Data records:
▬▬▬▬▬▬▬▬▬▬
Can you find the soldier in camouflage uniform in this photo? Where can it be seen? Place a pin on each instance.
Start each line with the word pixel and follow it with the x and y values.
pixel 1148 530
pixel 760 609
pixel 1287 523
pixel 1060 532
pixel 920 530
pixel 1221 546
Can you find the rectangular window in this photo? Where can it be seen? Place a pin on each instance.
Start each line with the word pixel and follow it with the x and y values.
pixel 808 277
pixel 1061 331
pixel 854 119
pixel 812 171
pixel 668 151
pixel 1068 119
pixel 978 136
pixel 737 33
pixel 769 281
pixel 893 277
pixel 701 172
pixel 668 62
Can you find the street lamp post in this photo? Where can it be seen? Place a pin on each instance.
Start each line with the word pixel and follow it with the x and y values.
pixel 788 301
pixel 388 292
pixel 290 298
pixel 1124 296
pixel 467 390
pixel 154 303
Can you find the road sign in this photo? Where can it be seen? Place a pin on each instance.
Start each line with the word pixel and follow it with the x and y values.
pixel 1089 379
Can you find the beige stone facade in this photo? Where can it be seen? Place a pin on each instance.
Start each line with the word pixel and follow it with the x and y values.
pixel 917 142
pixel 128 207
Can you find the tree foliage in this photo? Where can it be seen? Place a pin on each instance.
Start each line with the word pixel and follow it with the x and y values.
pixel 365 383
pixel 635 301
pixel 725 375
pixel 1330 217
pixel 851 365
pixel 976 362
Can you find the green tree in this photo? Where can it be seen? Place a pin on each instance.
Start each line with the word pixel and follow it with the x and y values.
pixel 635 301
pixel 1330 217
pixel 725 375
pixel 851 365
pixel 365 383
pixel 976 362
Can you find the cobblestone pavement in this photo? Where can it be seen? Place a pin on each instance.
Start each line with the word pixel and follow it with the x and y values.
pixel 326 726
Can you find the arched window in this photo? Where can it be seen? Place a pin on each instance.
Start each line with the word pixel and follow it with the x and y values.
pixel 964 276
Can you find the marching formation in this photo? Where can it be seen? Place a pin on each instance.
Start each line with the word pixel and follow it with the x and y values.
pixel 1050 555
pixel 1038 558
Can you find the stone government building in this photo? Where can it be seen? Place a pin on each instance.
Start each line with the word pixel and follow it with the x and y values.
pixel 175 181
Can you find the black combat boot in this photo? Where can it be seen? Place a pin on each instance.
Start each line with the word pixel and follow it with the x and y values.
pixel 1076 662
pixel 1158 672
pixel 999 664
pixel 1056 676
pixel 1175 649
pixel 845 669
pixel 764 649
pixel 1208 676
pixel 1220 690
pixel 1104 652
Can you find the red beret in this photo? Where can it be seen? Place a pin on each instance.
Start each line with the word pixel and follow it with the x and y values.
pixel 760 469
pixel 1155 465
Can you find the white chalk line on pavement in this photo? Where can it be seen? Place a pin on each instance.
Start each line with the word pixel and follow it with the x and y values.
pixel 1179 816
▬▬▬▬▬▬▬▬▬▬
• **Exercise instructions**:
Starting at the line that contains "Can you find the cobblestone", print every line through the last one of the records, exactly and with nothing else.

• **Your response**:
Can you find the cobblestone pavement in this photo? Where can it be seen? Place a pin on each instance.
Start each line with the word pixel and follow it with the x and y values.
pixel 326 726
Can you find the arched window in this photo? Where can it be seen? Place a pin on each instance.
Start each line with the word pixel and follow it with the x and y values.
pixel 964 276
Can you find the marching formation in this photo? Where can it be seen? Place a pin on each instance.
Start each line with the word pixel and follow it with the x and y values.
pixel 1050 555
pixel 1038 558
Can you find the stone government building in this photo? Where can it be seen? Place a pin on each instance.
Start each line with the word pixel and follow it with the x and y values.
pixel 175 181
Can you find the black combat boot in this photo? Where can it be seen? Place a pin on each instance.
Start each line with the word pixel and follow it with the x and y values.
pixel 1076 662
pixel 1158 672
pixel 999 664
pixel 1056 676
pixel 1175 649
pixel 845 669
pixel 764 649
pixel 1208 676
pixel 1220 690
pixel 1104 652
Can you find the red beret in this photo? Where can it be seen? Place a pin on each instance.
Start each line with the word pixel and follow it with the x and y values.
pixel 760 469
pixel 1155 465
Can you find the white chalk line on pavement in this photo? Where can it be seen? Place a pin on each instance.
Start each line with the word pixel and follow it with the x and y values.
pixel 1179 816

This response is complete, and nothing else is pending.